* **GIVEN TASK**: All of the lines below are to be printed again exactly; images are excluded from the output.

☆ ☆ ☆

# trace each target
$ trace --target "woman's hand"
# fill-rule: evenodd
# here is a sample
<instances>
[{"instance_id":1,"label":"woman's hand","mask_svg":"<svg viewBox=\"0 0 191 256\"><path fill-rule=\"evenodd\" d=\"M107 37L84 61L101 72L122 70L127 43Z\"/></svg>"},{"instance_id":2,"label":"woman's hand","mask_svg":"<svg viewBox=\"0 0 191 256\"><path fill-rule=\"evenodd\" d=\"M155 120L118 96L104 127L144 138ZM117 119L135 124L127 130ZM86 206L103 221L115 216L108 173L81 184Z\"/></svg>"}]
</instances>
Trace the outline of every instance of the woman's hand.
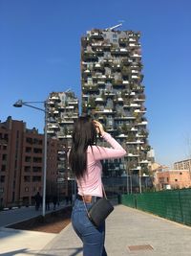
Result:
<instances>
[{"instance_id":1,"label":"woman's hand","mask_svg":"<svg viewBox=\"0 0 191 256\"><path fill-rule=\"evenodd\" d=\"M104 129L103 129L103 126L102 126L102 124L99 123L99 122L96 121L96 120L94 120L93 123L95 124L95 127L96 127L96 132L97 132L97 134L99 134L99 135L102 136L103 133L104 133Z\"/></svg>"}]
</instances>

☆ ☆ ☆

* **TASK RESPONSE**:
# trace each target
$ trace --target "woman's hand"
# fill-rule: evenodd
# here is a sample
<instances>
[{"instance_id":1,"label":"woman's hand","mask_svg":"<svg viewBox=\"0 0 191 256\"><path fill-rule=\"evenodd\" d=\"M107 37L84 61L101 72L122 70L127 43Z\"/></svg>"},{"instance_id":2,"label":"woman's hand","mask_svg":"<svg viewBox=\"0 0 191 256\"><path fill-rule=\"evenodd\" d=\"M155 120L118 96L104 127L144 138ZM117 119L135 124L127 130ZM86 206L103 221L115 216L108 173L81 184Z\"/></svg>"}]
</instances>
Trace the outline of every instance of the woman's hand.
Result:
<instances>
[{"instance_id":1,"label":"woman's hand","mask_svg":"<svg viewBox=\"0 0 191 256\"><path fill-rule=\"evenodd\" d=\"M104 129L103 129L103 126L102 126L102 124L99 123L99 122L96 121L96 120L94 120L93 123L95 124L95 127L96 127L96 132L97 132L97 134L99 134L99 135L102 136L103 133L104 133Z\"/></svg>"}]
</instances>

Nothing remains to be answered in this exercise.